Data lines start
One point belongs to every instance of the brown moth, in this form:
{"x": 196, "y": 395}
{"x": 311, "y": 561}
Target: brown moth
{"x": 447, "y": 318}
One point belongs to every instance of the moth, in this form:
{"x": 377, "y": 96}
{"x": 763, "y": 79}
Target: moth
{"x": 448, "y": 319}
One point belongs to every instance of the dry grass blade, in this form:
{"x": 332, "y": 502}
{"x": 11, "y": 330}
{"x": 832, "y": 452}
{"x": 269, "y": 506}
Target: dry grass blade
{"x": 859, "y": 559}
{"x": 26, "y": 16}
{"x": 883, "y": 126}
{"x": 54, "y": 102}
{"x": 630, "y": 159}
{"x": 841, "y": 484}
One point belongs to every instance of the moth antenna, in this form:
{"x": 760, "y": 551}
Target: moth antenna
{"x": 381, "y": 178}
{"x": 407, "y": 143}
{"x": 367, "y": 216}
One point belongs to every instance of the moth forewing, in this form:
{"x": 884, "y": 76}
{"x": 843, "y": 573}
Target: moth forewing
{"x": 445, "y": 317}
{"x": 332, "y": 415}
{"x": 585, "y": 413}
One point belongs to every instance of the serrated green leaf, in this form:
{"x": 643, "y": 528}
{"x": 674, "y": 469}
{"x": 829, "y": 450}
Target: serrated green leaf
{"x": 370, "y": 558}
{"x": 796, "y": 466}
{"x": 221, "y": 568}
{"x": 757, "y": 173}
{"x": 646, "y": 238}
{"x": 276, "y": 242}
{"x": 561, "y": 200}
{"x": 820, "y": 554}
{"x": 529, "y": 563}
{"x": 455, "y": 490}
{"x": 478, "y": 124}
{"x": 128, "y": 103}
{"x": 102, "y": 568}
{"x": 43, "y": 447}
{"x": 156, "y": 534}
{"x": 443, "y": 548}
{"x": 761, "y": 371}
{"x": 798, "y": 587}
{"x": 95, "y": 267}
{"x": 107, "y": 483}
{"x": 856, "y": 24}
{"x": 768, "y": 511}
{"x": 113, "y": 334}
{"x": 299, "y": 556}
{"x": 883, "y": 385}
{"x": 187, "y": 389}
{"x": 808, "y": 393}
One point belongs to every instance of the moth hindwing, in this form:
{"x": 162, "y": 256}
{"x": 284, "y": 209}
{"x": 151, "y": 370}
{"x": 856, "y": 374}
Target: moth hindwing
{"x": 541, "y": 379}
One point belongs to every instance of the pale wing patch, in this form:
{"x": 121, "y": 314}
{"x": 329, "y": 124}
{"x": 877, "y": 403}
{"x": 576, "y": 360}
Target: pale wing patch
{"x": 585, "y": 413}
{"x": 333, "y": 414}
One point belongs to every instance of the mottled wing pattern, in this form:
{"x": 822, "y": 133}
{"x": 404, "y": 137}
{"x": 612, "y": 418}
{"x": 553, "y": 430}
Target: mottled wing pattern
Data lines end
Exercise task:
Set out every line of the material above as a Markdown table with the columns Row and Line. Number the rows in order and skip any blank lines.

Solution to this problem:
| Row | Line |
|---|---|
| 1 | One point belongs to every instance of the brown moth, in this form: |
| 2 | {"x": 196, "y": 395} |
| 3 | {"x": 311, "y": 561} |
| 4 | Target: brown moth |
| 5 | {"x": 447, "y": 318} |
| 6 | One point belongs to every instance of the moth, in this form: |
| 7 | {"x": 377, "y": 96} |
| 8 | {"x": 763, "y": 79} |
| 9 | Target: moth |
| 10 | {"x": 448, "y": 319} |
| 11 | One point belongs to every instance of the dry grass blade, in this form: |
| 12 | {"x": 332, "y": 502} |
| 13 | {"x": 11, "y": 330} |
| 14 | {"x": 832, "y": 452} |
| 15 | {"x": 269, "y": 506} |
| 16 | Target: dry grass blade |
| 17 | {"x": 859, "y": 559} |
| 18 | {"x": 26, "y": 16} |
| 19 | {"x": 883, "y": 126} |
| 20 | {"x": 54, "y": 102} |
| 21 | {"x": 630, "y": 159} |
| 22 | {"x": 841, "y": 484} |
| 23 | One point belongs to every instance of the moth antenna, in this form: |
| 24 | {"x": 760, "y": 551} |
| 25 | Target: moth antenna |
| 26 | {"x": 381, "y": 178} |
| 27 | {"x": 407, "y": 143} |
| 28 | {"x": 367, "y": 216} |
| 29 | One point belongs to every instance of the moth forewing, in this form: |
| 30 | {"x": 884, "y": 76} |
| 31 | {"x": 843, "y": 573} |
| 32 | Target: moth forewing |
| 33 | {"x": 445, "y": 317} |
| 34 | {"x": 332, "y": 415} |
| 35 | {"x": 585, "y": 413} |
| 36 | One point belongs to every instance of the serrated green leaf, in this form: |
| 37 | {"x": 643, "y": 528} |
| 38 | {"x": 674, "y": 469} |
| 39 | {"x": 829, "y": 450} |
| 40 | Target: serrated green leaf |
| 41 | {"x": 370, "y": 558} |
| 42 | {"x": 796, "y": 466} |
| 43 | {"x": 221, "y": 568} |
| 44 | {"x": 757, "y": 173} |
| 45 | {"x": 646, "y": 238} |
| 46 | {"x": 276, "y": 242} |
| 47 | {"x": 561, "y": 200} |
| 48 | {"x": 820, "y": 554} |
| 49 | {"x": 529, "y": 563} |
| 50 | {"x": 455, "y": 490} |
| 51 | {"x": 478, "y": 124} |
| 52 | {"x": 128, "y": 103} |
| 53 | {"x": 102, "y": 568} |
| 54 | {"x": 43, "y": 447} |
| 55 | {"x": 156, "y": 534} |
| 56 | {"x": 443, "y": 548} |
| 57 | {"x": 761, "y": 371} |
| 58 | {"x": 798, "y": 587} |
| 59 | {"x": 95, "y": 267} |
| 60 | {"x": 107, "y": 483} |
| 61 | {"x": 856, "y": 24} |
| 62 | {"x": 768, "y": 511} |
| 63 | {"x": 113, "y": 334} |
| 64 | {"x": 299, "y": 556} |
| 65 | {"x": 883, "y": 385} |
| 66 | {"x": 187, "y": 389} |
| 67 | {"x": 808, "y": 393} |
| 68 | One point belongs to every instance of the moth hindwing, in this form: |
| 69 | {"x": 162, "y": 256} |
| 70 | {"x": 284, "y": 209} |
| 71 | {"x": 151, "y": 370} |
| 72 | {"x": 856, "y": 374} |
| 73 | Target: moth hindwing |
| 74 | {"x": 541, "y": 379} |
| 75 | One point belongs to every instance of the pale wing patch, in this form: |
| 76 | {"x": 121, "y": 314} |
| 77 | {"x": 329, "y": 124} |
| 78 | {"x": 877, "y": 403} |
| 79 | {"x": 576, "y": 360} |
| 80 | Target: pale wing patch |
| 81 | {"x": 585, "y": 413} |
| 82 | {"x": 333, "y": 414} |
| 83 | One point belongs to every instance of the mottled wing pattern, in this form: |
| 84 | {"x": 822, "y": 133} |
| 85 | {"x": 404, "y": 137} |
| 86 | {"x": 612, "y": 418} |
| 87 | {"x": 553, "y": 430} |
| 88 | Target: mottled wing pattern |